• **Work to be completed**:
Arrange the lines of the material below as a numbered list, omitting any blank lines.

• **Lines of data**:
------------

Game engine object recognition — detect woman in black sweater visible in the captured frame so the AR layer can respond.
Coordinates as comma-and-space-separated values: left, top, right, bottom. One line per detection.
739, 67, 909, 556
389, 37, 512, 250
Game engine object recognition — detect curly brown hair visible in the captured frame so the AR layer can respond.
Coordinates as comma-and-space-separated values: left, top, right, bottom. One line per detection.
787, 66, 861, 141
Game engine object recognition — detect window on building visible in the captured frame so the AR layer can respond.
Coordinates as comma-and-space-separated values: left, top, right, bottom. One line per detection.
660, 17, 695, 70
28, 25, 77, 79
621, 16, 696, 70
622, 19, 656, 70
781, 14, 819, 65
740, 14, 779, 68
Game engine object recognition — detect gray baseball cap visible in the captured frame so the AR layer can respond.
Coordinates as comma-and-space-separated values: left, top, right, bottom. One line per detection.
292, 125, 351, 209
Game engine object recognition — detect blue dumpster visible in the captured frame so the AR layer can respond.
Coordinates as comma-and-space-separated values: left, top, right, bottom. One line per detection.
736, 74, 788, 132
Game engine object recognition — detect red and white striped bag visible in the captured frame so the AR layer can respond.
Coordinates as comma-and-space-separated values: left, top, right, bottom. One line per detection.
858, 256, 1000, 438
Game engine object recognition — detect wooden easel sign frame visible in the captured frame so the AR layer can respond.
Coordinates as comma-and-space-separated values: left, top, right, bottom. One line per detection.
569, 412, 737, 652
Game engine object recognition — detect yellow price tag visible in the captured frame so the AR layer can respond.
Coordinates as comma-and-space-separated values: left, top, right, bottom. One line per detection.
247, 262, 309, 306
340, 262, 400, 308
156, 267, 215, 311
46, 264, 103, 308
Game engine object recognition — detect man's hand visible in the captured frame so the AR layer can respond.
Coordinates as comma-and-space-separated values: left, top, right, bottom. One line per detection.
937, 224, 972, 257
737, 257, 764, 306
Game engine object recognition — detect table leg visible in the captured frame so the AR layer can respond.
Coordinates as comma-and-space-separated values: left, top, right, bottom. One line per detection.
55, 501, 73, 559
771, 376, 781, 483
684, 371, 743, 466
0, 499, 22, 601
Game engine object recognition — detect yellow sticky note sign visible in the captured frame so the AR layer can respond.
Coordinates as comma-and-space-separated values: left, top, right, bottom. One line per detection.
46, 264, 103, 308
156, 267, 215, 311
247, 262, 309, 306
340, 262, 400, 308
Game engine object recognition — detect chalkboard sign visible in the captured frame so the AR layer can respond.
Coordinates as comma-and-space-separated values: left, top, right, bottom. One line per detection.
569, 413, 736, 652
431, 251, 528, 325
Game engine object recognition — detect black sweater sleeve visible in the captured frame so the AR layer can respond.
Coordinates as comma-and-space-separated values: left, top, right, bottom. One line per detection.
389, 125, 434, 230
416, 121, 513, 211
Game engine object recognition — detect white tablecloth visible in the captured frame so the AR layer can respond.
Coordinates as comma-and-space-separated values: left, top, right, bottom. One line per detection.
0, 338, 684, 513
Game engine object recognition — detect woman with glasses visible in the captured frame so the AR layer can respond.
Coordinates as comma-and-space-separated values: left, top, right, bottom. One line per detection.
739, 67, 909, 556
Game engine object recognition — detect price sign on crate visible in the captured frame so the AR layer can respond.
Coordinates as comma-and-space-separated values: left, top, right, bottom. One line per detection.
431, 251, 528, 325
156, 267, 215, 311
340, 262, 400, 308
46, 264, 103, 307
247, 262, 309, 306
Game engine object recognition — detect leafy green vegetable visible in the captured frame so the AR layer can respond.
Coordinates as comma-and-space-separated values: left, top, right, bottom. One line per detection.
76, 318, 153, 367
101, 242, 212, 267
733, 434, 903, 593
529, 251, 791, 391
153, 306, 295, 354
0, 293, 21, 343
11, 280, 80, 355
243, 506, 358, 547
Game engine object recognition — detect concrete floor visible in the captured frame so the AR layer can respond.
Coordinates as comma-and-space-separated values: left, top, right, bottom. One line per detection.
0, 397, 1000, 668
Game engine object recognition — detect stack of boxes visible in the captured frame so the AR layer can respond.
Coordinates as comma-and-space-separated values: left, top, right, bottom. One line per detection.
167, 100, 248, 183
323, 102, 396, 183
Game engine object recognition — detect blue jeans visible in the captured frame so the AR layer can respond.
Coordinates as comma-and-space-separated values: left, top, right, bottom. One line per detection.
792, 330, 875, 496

------------

• **Result below**:
1. Game engine object recognition — detect woman in black sweater visible in the captured frame so the AR layer can respond.
2. Coordinates as comma-and-space-separated values: left, top, right, bottom. One line per detection.
3. 739, 67, 909, 556
4. 389, 37, 512, 250
5. Game engine object recognition — detect curly brown hair visible in the captured frame so the AR layer can respond.
6. Coordinates as comma-and-space-separated values: left, top, right, bottom. One line per detection.
7. 787, 66, 861, 141
8. Game engine object recognition — detect window on building visible in the captured frame so the AR layer can respond.
9. Coordinates as comma-and-space-separated values: left, top, right, bottom. One line per detection.
10. 660, 17, 695, 70
11. 28, 25, 77, 79
12. 621, 16, 696, 70
13. 622, 19, 656, 70
14. 781, 14, 819, 65
15. 740, 14, 779, 68
16. Game engine object recognition — detect gray baseball cap visible in the captured frame so the AR layer can respond.
17. Coordinates as comma-and-space-separated values: left, top, right, bottom. One line per detection.
18. 292, 125, 351, 209
19. Game engine object recognition — detect blue dumpster visible in the captured frame so the AR layer can respond.
20. Coordinates as comma-and-space-separated values: left, top, right, bottom. One line per detection.
21. 736, 74, 788, 132
22. Game engine object recognition — detect red and white striped bag visible in the captured frame so the AR layer can respond.
23. Coordinates as comma-and-space-separated values: left, top, right, bottom. One line per detection.
24. 858, 256, 1000, 438
25. Game engine object recognition — detect wooden easel sign frame visible in the captured frame so the AR layer can respond.
26. Coordinates as comma-and-space-separated values: left, top, right, bottom. One line per detection.
27. 569, 412, 737, 652
28. Game engine object recognition — detect yellow price tag visible in the captured frame so the AR layer can respond.
29. Coordinates as comma-and-space-separated values: left, top, right, bottom. One line per detection.
30. 247, 262, 309, 306
31. 340, 262, 400, 308
32. 156, 267, 215, 311
33. 46, 264, 103, 308
34. Game engine object recognition — detect man's hand visible in the captured frame so the AR layer can respond.
35. Coordinates as comma-and-space-separated values: left, top, right, bottom. One line per detection.
36. 937, 224, 972, 257
37. 737, 257, 764, 306
38. Game engine object recognition — detect table leg visible in the captured frame so the AR layer can respond.
39. Coordinates as comma-and-space-separated values: left, top, right, bottom. One line per detection.
40. 55, 501, 73, 559
41. 771, 376, 781, 483
42. 684, 371, 743, 466
43. 0, 499, 22, 601
44. Game engine object recognition — detect yellow sticky note sign visible in the captured frame so the AR layer can respond.
45. Coordinates as comma-and-space-separated values: left, top, right, bottom. One line per detection.
46. 46, 264, 103, 308
47. 156, 267, 215, 311
48. 247, 262, 309, 306
49. 340, 262, 400, 308
50. Game engine object recognition — detect chalkboard sign visible in the captured frame so the AR layer can respond.
51. Coordinates as comma-and-space-separated values: left, top, right, bottom. One line per detection.
52. 569, 413, 736, 652
53. 431, 251, 528, 325
54. Game engine object recognition — detect black sweater sleeve visible in the captured frame so the AR layer can respond.
55. Coordinates as comma-and-space-separated values: left, top, right, bottom. One line per detection.
56. 389, 125, 434, 230
57. 416, 121, 513, 211
58. Game engine object recognition — detect white tablecloth visible in the captured frame so the AR layer can respond.
59. Coordinates as comma-and-space-separated values: left, top, right, bottom. One line per detection.
60. 0, 338, 684, 513
61. Game engine object recognition — detect woman with glasses visible in the captured frame so the AR layer can respond.
62. Coordinates as comma-and-space-separated values: left, top, right, bottom. One line per detection.
63. 739, 67, 909, 556
64. Game engine object recognition — detect price sign on crate visible in the captured frame so the AR layer can respond.
65. Coordinates as comma-and-space-separated values: left, top, right, bottom. One line per detection.
66. 431, 251, 528, 325
67. 156, 267, 215, 311
68. 340, 262, 400, 308
69. 46, 264, 103, 307
70. 247, 262, 309, 306
71. Game engine object recognition — detect leafy green vegetable visible in the captured frame so the AR layer can respond.
72. Coordinates as comma-and-space-separated values: left, top, right, bottom. One line per detection.
73. 76, 318, 153, 367
74. 101, 242, 212, 267
75. 733, 434, 903, 593
76. 529, 251, 791, 391
77. 153, 306, 295, 354
78. 0, 293, 21, 343
79. 11, 280, 80, 355
80. 243, 506, 358, 547
81. Game engine object recognition — detect concrete floor visible in the captured frame so the AR layer can respond.
82. Coordinates as comma-and-space-separated values: left, top, right, bottom. One line per detection.
83. 0, 397, 1000, 668
84. Game engine object recognition — detect stack of boxes visible in the captured frame so the AR layer can respond.
85. Coordinates as comma-and-space-separated values: left, top, right, bottom. One line per detection.
86. 167, 100, 248, 183
87. 323, 102, 396, 183
88. Game engine object recognition — detect blue jeans visible in the captured frame so the AR layer can respond.
89. Coordinates as comma-and-space-separated values: left, top, right, bottom. One line per detection.
90. 792, 330, 875, 496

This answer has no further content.